─── TRECHO ───

45ª Mostra Internacional de São Paulo: Os Perigos da Nostalgia em “Noite Passada em Soho”

Por Felipe Palmieri

Na última noite de quarta-feira, dia 20 de outubro, estreou na 45ª Mostra Internacional de Cinema de São Paulo o novo filme do aclamado diretor Edgar Wright, “Noite Passada em Soho”. Em uma sessão de lotação máxima (dentro dos limites impostos pela pandemia) da qual tivemos a oportunidade de participar,pela primeira vez uma audiência cinematográfica brasileira pôde fruir coletivamente a experiência proposta pelo autor britânico. Autor este que retorna às raízes de sua recente mas afortunada trajetória na indústria.

Em 2004 Wright lançava seu primeiro longa-metragem, que alcançou o grande público, o irreverente e bem-sucedido Todo Mundo Quase Morto, que até agora era a única vez na qual as influências de horror do diretor haviam sido escancaradas em tela. Desde então, o escopo de suas obras foi progressivamente ficando maior, e por consequência se voltando ao espaço comum da comédia e ação, paralelamente à sua inserção na cadeia industrial hollywoodiana. Com Noite Passada em Soho, Wright mantém o crescente intento cinemático, mas retorna ao âmago de sua carreira.

O filme marca um retorno à Inglaterra para o diretor, país natal de Edgar Wright e local que abrigou todo o início de sua carreira, mas que não era cenário para seus filmes há quase dez anos. É também o mais inclinado ao horror e suspense dentre todos de sua filmografia, assumindo isso desde a divulgação inicial, com o diretor vocalizando em entrevista ao timeout os diversos filmes que circundam o gênero do terror e que serviram como pedestal na concepção de Noite Passada em Soho.

Inspiração talvez seja até mesmo uma palavra branda para descrever o efeito das referências sobre o novo esforço de Wright. O filme narra a história de Eloise (vivida por Thomasin McKenzie), uma jovem do interior da Inglaterra que se aventura em Londres ao ser aceita na Universidade de Moda. Entendemos desde o início que Eloise, ou “Ellie” (como prefere ser chamada), tem algo de errado consigo — ela enxerga o fantasma de sua mãe nos espelhos de casa. Sua avó, a mulher que a criou sozinha, sabe disso e se preocupa com o que acontecerá à Ellie indo morar sozinha na maior cidade do Reino Unido.

Na Universidade, Ellie, com seu jeito interiorano, sofre para tentar encaixar-se dentre os colegas. Sua colega de quarto é o mais próximo estereótipo de uma vilã do “grupo popular do colégio”, nos veios da icônica Regina George em Meninas Malvadas (2004). As festas são o último local em que a recém chegada Ellie gostaria de estar, e ela não aguenta ficar assim por muito tempo.

─── REGISTROS DE DADOS ───

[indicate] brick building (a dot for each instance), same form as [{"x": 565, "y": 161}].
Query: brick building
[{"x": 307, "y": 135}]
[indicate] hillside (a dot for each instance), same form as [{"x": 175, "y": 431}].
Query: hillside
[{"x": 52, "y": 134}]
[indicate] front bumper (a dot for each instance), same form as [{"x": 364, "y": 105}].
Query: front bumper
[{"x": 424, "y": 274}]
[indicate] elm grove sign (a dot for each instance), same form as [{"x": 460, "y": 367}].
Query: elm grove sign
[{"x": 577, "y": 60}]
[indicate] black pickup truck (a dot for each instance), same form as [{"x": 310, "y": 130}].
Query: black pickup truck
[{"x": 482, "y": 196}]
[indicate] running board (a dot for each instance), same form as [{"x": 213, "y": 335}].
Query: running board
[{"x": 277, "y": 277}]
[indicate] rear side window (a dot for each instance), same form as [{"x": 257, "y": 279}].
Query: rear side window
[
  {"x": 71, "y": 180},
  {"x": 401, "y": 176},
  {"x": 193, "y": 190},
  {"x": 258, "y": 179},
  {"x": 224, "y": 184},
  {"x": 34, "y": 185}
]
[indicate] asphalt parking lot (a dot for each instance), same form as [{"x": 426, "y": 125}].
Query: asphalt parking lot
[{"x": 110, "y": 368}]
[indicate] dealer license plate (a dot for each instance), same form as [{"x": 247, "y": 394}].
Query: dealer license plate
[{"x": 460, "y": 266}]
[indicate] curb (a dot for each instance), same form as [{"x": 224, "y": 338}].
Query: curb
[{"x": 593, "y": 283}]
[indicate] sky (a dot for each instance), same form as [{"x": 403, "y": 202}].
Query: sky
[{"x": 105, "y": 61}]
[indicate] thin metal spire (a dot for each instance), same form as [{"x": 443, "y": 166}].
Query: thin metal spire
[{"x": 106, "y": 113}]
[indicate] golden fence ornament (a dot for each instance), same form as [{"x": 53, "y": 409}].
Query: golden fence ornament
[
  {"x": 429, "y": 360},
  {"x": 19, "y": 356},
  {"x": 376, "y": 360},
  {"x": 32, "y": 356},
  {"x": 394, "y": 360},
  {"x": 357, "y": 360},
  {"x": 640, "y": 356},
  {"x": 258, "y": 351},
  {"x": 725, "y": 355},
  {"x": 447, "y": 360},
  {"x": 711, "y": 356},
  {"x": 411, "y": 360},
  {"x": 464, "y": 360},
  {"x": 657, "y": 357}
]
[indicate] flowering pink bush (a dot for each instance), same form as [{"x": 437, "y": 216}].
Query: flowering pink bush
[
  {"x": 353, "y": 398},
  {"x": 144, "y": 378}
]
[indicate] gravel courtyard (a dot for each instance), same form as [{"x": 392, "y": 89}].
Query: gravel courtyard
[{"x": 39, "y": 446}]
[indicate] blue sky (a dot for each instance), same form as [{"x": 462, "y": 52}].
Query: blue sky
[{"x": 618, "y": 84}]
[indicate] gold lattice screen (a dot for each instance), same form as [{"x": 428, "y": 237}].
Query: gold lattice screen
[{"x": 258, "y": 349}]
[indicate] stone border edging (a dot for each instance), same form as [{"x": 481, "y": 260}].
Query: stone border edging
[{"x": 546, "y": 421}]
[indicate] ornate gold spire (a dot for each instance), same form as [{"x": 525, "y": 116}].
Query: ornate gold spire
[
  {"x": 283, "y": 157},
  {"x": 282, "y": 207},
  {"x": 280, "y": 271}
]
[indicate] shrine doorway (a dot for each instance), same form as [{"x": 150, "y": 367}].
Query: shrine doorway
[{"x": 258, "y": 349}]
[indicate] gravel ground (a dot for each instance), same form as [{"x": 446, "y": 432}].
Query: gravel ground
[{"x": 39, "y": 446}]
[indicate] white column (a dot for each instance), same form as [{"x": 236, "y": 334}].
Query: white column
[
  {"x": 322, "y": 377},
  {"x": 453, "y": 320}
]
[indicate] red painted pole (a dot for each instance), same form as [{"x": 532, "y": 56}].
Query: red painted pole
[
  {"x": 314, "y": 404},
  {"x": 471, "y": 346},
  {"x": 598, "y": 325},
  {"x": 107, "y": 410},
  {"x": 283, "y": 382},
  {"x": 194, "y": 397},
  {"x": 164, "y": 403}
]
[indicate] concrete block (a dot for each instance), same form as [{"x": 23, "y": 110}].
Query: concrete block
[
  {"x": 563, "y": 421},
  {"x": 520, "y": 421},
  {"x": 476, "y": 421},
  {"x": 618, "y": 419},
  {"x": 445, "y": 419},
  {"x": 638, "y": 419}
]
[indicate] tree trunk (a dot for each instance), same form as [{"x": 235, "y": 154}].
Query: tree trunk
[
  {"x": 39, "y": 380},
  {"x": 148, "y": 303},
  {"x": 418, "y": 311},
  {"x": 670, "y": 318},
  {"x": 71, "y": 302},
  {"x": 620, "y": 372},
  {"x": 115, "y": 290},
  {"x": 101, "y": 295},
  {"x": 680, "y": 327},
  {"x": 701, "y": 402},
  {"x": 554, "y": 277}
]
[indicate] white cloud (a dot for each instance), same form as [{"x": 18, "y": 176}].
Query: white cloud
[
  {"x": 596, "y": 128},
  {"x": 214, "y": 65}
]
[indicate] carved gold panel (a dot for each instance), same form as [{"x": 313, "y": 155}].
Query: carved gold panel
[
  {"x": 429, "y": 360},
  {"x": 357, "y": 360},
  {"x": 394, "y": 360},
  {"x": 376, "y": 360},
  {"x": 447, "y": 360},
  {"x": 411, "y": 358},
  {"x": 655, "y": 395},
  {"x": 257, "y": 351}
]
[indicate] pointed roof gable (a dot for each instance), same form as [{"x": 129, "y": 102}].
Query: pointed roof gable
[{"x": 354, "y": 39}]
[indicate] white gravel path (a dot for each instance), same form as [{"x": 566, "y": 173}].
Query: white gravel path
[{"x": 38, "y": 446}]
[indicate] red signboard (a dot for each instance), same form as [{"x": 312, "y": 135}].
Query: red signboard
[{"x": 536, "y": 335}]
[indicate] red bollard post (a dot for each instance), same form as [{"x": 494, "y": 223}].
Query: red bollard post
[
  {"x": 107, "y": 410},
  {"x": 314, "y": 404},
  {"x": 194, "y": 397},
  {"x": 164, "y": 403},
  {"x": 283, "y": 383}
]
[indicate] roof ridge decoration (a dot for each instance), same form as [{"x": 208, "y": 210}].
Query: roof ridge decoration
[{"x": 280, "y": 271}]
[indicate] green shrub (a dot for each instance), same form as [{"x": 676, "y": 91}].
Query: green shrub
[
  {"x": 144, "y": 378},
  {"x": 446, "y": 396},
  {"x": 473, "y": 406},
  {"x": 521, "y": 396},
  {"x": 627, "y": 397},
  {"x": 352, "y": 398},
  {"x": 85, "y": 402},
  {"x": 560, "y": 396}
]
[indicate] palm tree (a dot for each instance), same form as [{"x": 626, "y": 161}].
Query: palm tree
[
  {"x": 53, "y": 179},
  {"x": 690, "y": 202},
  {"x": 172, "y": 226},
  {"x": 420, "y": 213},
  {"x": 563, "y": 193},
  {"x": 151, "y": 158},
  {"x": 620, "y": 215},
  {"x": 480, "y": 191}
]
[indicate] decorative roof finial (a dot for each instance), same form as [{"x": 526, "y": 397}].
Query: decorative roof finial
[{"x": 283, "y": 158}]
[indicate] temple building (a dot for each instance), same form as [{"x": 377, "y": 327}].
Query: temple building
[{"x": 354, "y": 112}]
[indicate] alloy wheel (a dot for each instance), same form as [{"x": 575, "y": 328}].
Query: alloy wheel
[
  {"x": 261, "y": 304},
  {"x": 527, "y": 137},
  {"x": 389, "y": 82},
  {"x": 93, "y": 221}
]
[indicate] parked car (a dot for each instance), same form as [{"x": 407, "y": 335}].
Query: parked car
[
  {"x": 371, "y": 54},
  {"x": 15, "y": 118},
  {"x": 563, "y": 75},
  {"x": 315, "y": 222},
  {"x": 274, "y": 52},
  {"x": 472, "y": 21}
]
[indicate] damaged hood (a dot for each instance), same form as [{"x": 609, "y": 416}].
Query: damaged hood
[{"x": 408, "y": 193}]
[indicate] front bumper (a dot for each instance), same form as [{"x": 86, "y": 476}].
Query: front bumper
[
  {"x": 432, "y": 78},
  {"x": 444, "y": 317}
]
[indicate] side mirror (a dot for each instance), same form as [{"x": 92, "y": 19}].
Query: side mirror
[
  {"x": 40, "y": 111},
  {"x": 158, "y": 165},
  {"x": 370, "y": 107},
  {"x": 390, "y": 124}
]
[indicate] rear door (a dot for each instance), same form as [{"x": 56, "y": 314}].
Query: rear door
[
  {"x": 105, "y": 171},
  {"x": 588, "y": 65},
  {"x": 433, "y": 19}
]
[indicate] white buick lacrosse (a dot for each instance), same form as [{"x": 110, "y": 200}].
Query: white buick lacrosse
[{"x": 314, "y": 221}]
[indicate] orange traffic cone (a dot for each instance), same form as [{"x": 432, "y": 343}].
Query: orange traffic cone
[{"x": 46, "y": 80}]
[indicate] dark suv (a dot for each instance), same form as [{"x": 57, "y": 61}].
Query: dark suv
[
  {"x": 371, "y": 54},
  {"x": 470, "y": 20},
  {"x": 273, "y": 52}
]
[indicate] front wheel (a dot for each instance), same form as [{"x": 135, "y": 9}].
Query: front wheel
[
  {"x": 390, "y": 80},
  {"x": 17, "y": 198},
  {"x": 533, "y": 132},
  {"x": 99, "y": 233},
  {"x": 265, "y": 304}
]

───

[TAREFAS OBRIGATÓRIAS]
a) Diga se cada afirmação abaixo está de acordo com a crítica de "Noite Passada em Soho", respondendo sim ou não e citando literalmente as palavras do texto que decidem a questão. (i) O filme estreou na Mostra numa quarta-feira, 20 de outubro. (ii) Eloise foi criada pela mãe. (iii) Ellie se sente à vontade nas festas da universidade.
b) Retome a crítica de "Noite Passada em Soho" logo após a última frase do trecho e escreva a continuação.

[SUAS RESPOSTAS ESCRITAS]
a)
(i) Sim: "Na última noite de quarta-feira, dia 20 de outubro, estreou na 45ª Mostra Internacional de Cinema de São Paulo o novo filme do aclamado diretor Edgar Wright".
(ii) Não: "Sua avó, a mulher que a criou sozinha".
(iii) Não: "As festas são o último local em que a recém chegada Ellie gostaria de estar".

b)
Então Eloise aluga um apartamento antigo e estranho, no sótão de uma velha senhora que mora no infame bairro de Soho, para morar sozinha. Parece inicialmente o lugar perfeito, uma mistura do amor da jovem pelos anos 60 com o conforto da solitude. Mas logo as coisas começam a ficar estranhas, e a herança do bairro, personificada em Sandie (vivida por Anya Taylor-Joy), passa a atormentar as noites da estudante.

Essa presença dos anos 60 no filme é proeminente desde o primeiro plano, e é o tema seguido pela obra em sua completude. Desde referências diretas a filmes, como o poster de Bonequinha de Luxo (1961) estirado na parede de Ellie, ou a constante trilha sonora de músicas populares da época, Noite Passada em Soho vive e morre pela expressa nostalgia da época. O filme incorpora tal nostalgia no cerne de seu conflito, tanto tematicamente quanto fisicamente, na figura da personagem Sandie e principalmente no Design de Produção e de Arte. O próprio título do filme é derivado de uma música homônima do grupo britânico Dave Dee, Dozy, Beaky, Mick & Tich, que em entrevista ao portal NME, Wright afirmou ser: “a melhor música título para um filme que já foi feita”.

A má fama do bairro de Soho, no qual a narrativa do filme se desenvolve, não é recente. Antes da década de 80, era uma região de Londres conhecida pela vida noturna proativa, prostíbulos e sex shops. A própria co-roteirista do filme, Krysty Wilson-Cairns, trabalhou como barista no próprio bar que aparece como locação em tela. Em entrevista ao Collider, ela afirmou ter baseado muito do roteiro em suas próprias experiências, descrevendo em detalhes na tela como é a vivência de muitas “noites passadas em Soho”, inserida no meio dos pubs e vivendo num quarto alugado no andar de cima de um prostíbulo.

Visualmente, Wright se apropria também da estética do cinema sessentista, através de enquadramentos, luzes, locações, arquétipos, entre outros. Isso foi aberto ao público pelo próprio diretor, o qual até mesmo nomeou referências como Peeping Tom (1960) e Repulsa ao Sexo (1965) em diversas ocasiões. O instituto britânico BFI também realizou um estudo de referências ao cinema clássico inglês que estão presentes no filme, principalmente nas figuras arquitetônicas que dão identidade ao bairro titular.

A nova aventura proposta por Edgar Wright já teve sua estreia no circuito mundial, e está com distribuição comercial no Brasil prevista para o dia 18 de novembro. O filme está também disponível na 45ª Mostra Internacional de Cinema de São Paulo, que vai até o dia 03 de novembro.

*Parte da nota “#4 Lançamentos do mês de outubro”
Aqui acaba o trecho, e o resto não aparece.